* START *

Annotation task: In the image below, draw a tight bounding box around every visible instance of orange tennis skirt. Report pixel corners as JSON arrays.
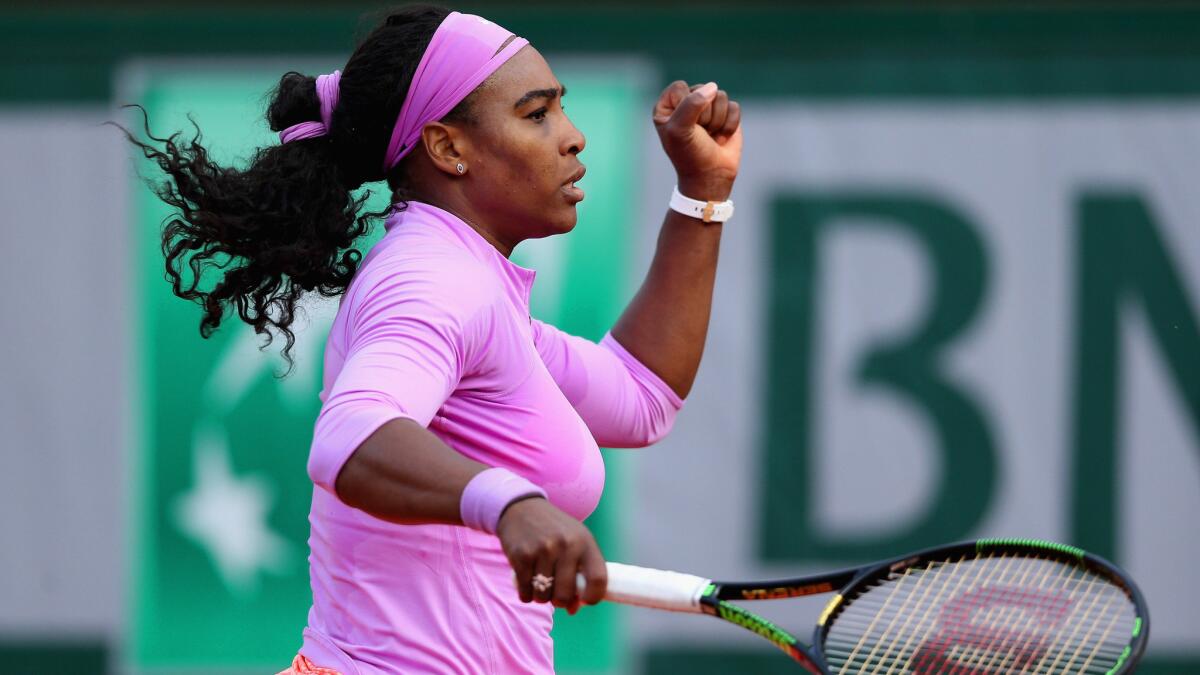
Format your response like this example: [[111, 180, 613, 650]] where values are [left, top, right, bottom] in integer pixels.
[[276, 655, 342, 675]]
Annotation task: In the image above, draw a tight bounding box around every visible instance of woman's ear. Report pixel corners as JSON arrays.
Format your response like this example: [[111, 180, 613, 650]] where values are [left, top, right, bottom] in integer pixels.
[[421, 121, 468, 175]]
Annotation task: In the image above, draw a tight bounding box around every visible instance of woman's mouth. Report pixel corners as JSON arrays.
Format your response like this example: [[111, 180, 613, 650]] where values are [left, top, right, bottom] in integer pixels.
[[560, 165, 587, 204]]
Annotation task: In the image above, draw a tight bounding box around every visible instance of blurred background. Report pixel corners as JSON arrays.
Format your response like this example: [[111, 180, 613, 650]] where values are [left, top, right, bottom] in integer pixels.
[[0, 0, 1200, 675]]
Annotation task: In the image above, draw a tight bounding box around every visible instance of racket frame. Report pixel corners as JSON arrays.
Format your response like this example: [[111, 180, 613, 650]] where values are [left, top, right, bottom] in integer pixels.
[[700, 538, 1150, 675]]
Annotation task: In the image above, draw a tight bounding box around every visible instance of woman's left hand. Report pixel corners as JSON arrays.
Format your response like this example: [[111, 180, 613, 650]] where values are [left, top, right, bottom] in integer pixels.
[[654, 80, 742, 202]]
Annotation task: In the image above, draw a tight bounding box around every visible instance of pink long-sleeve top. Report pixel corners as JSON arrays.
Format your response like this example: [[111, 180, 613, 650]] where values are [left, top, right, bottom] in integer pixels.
[[300, 202, 683, 675]]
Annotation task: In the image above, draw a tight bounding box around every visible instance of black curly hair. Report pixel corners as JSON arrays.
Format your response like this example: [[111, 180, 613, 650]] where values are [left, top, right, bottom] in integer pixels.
[[122, 5, 473, 371]]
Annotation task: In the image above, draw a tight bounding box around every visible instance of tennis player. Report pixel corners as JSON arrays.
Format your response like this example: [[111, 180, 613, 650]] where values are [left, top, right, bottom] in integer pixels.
[[124, 7, 742, 675]]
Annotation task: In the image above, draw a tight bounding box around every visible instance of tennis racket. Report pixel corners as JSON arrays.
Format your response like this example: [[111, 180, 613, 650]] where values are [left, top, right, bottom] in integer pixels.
[[581, 539, 1150, 675]]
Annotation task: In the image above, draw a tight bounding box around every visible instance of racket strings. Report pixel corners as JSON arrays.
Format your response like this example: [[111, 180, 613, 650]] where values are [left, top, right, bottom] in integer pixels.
[[822, 554, 1135, 675]]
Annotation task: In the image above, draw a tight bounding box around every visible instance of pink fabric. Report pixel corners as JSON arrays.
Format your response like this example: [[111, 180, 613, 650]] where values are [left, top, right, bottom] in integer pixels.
[[458, 466, 546, 534], [301, 202, 682, 675], [383, 12, 529, 172], [280, 71, 342, 143]]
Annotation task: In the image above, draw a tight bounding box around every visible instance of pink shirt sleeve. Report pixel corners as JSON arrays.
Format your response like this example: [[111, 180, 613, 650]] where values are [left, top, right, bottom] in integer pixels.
[[532, 319, 683, 448], [308, 259, 486, 492]]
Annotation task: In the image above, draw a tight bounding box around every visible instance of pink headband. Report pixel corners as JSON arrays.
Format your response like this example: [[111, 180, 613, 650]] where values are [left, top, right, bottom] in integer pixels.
[[383, 12, 529, 172], [280, 71, 342, 143]]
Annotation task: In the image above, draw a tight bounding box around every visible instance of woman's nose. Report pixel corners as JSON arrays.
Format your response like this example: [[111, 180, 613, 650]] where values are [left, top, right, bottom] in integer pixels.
[[563, 120, 588, 155]]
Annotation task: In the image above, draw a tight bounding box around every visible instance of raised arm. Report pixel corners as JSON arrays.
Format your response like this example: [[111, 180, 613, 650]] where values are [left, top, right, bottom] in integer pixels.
[[612, 80, 742, 398]]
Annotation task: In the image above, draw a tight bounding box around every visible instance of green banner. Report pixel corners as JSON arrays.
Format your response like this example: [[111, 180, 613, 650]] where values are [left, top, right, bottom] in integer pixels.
[[126, 62, 646, 673]]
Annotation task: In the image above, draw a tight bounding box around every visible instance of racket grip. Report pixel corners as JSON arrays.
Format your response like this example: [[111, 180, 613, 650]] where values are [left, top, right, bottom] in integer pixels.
[[575, 562, 712, 614]]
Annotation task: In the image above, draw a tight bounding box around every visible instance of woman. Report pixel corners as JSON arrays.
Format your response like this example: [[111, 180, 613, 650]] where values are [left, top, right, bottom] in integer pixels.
[[126, 2, 742, 675]]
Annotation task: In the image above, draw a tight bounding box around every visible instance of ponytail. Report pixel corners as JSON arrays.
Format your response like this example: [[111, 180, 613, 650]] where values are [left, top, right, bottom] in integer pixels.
[[122, 6, 466, 366]]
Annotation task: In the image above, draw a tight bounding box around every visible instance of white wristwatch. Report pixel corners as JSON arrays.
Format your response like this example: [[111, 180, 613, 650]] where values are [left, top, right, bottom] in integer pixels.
[[667, 185, 733, 222]]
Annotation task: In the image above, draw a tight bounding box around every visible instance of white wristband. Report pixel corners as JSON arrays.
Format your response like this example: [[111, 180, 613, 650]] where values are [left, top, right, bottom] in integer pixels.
[[458, 467, 546, 534], [667, 185, 733, 222]]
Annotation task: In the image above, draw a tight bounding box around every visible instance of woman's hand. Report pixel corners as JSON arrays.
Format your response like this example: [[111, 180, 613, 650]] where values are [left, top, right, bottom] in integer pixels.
[[496, 497, 608, 614], [654, 80, 742, 202]]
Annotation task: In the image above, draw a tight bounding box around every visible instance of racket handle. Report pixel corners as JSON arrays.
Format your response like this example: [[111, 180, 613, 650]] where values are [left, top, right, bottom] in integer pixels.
[[575, 562, 712, 614]]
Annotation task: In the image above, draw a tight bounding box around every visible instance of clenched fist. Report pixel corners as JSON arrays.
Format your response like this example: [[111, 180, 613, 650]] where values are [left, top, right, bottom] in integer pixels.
[[496, 497, 608, 614], [654, 80, 742, 202]]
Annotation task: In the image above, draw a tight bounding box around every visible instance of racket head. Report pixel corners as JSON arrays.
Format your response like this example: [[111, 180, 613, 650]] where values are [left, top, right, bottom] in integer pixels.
[[811, 539, 1150, 675]]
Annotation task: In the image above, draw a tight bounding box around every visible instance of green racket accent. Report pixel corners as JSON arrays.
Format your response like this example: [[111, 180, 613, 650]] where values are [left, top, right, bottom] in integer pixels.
[[976, 539, 1087, 557], [1105, 647, 1133, 675], [716, 601, 797, 651]]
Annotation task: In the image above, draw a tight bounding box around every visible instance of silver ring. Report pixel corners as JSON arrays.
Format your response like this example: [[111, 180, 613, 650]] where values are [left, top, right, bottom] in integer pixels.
[[533, 574, 554, 593]]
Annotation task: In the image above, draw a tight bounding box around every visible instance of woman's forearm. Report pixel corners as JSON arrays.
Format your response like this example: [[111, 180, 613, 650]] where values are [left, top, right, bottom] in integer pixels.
[[612, 186, 728, 398], [335, 418, 487, 525]]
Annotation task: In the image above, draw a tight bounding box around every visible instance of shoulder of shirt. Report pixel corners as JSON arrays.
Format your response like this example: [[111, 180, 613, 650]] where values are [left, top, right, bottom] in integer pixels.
[[352, 228, 503, 313]]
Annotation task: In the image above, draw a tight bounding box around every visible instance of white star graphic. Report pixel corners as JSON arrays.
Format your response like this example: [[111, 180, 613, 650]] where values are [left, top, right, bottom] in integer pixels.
[[173, 424, 293, 596]]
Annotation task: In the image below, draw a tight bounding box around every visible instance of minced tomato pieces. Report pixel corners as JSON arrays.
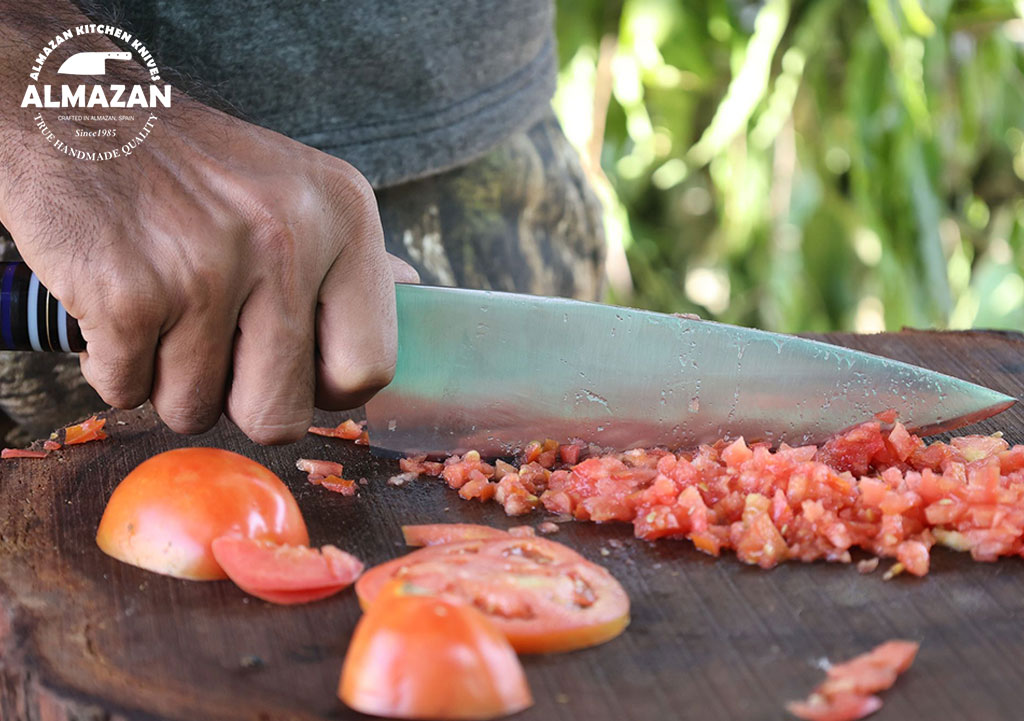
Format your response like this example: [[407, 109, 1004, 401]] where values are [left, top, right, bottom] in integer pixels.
[[401, 413, 1024, 576]]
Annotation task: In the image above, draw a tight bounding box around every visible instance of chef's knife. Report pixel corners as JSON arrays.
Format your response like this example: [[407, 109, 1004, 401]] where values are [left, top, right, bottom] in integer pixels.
[[367, 286, 1015, 455], [6, 263, 1015, 455]]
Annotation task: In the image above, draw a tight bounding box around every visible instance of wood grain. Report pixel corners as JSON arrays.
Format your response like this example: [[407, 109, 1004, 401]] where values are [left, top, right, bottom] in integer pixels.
[[0, 332, 1024, 721]]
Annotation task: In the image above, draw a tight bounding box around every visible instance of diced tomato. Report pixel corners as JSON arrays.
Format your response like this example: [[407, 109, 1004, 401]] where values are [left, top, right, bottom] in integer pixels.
[[65, 416, 106, 446], [309, 419, 366, 440], [210, 536, 362, 604], [0, 449, 49, 459], [558, 443, 583, 466], [401, 412, 1024, 575], [459, 478, 498, 501], [398, 456, 444, 477]]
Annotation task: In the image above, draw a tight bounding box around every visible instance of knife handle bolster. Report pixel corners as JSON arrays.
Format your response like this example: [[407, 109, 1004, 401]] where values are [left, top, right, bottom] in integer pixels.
[[0, 263, 85, 353]]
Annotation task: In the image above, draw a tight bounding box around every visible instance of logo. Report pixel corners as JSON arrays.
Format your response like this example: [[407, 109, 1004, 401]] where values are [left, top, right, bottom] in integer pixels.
[[22, 25, 171, 162]]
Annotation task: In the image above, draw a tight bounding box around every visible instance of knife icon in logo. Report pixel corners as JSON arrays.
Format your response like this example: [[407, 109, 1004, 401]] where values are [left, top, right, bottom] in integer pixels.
[[57, 51, 131, 75]]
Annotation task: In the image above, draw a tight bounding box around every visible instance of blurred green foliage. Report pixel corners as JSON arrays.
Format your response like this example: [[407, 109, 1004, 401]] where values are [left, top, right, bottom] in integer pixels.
[[555, 0, 1024, 332]]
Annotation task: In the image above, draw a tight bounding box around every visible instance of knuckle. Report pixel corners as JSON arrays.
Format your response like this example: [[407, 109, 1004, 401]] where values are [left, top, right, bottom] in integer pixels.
[[337, 358, 395, 396], [234, 412, 312, 446], [183, 260, 232, 313], [82, 356, 150, 409], [154, 402, 220, 435]]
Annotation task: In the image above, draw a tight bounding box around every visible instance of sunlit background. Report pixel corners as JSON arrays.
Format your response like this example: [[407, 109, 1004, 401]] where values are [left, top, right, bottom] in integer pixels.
[[555, 0, 1024, 332]]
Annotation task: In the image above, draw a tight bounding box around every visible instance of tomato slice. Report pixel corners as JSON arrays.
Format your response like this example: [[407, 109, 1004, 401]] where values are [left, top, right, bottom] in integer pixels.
[[211, 536, 362, 603], [96, 448, 309, 581], [401, 523, 508, 546], [338, 593, 534, 720], [355, 537, 630, 653]]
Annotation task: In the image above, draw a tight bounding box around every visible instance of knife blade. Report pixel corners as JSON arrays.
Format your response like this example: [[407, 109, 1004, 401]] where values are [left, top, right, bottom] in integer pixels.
[[367, 285, 1016, 456]]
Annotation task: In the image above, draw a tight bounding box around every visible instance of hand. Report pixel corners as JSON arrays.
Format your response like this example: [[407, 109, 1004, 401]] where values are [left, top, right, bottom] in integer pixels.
[[0, 95, 418, 443]]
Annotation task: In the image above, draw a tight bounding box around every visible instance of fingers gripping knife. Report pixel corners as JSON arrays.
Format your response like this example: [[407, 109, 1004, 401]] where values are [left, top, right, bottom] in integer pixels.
[[0, 263, 85, 353], [0, 263, 1016, 456]]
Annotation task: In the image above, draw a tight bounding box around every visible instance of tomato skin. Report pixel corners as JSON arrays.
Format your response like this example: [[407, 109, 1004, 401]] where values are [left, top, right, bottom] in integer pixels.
[[211, 536, 362, 604], [401, 523, 508, 546], [785, 693, 882, 721], [785, 639, 919, 721], [355, 536, 630, 653], [0, 449, 49, 460], [96, 448, 309, 581], [65, 416, 106, 446], [338, 593, 534, 721]]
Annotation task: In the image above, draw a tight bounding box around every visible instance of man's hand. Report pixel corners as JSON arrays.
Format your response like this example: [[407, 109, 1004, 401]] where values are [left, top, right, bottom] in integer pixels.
[[0, 94, 416, 443]]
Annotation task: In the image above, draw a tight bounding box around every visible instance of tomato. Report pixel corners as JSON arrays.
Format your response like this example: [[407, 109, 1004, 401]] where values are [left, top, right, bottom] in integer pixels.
[[65, 416, 106, 446], [401, 523, 508, 546], [402, 411, 1024, 580], [338, 592, 534, 720], [315, 475, 357, 496], [785, 693, 882, 721], [309, 419, 365, 440], [210, 536, 362, 603], [355, 536, 630, 653], [786, 640, 919, 721], [0, 449, 49, 459], [96, 448, 309, 581], [295, 458, 345, 484]]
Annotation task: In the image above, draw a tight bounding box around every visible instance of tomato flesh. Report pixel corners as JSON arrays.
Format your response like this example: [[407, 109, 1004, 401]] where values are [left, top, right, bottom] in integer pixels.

* END *

**EXERCISE INSTRUCTIONS**
Write out the listing as a JSON list of strings, one string per line with blank lines skipped, starting at the line with "pieces. Report pixel corners as JSON arrays." and ending with the line with "[[367, 286, 1015, 455], [6, 263, 1015, 455]]", both included. Leave the pictures out of the answer.

**SOLVED PROBLEM**
[
  "Annotation task: In the image below, draw a tight bounding box around every visible instance of minced tomato pieces. Report pixel corners as JSON arrays.",
  "Format your response like this example: [[407, 109, 1004, 401]] where values are [left, top, right, bottom] in integer pixels.",
  "[[401, 413, 1024, 576]]",
  "Annotation task: In the image above, draw a tight bounding box around every visible instance of chef's knife. Report pixel corners as JSON arrays.",
  "Format your response like this example: [[407, 109, 1004, 401]] where values are [left, top, right, bottom] in integer pixels.",
  "[[367, 286, 1015, 455], [6, 263, 1015, 455]]"
]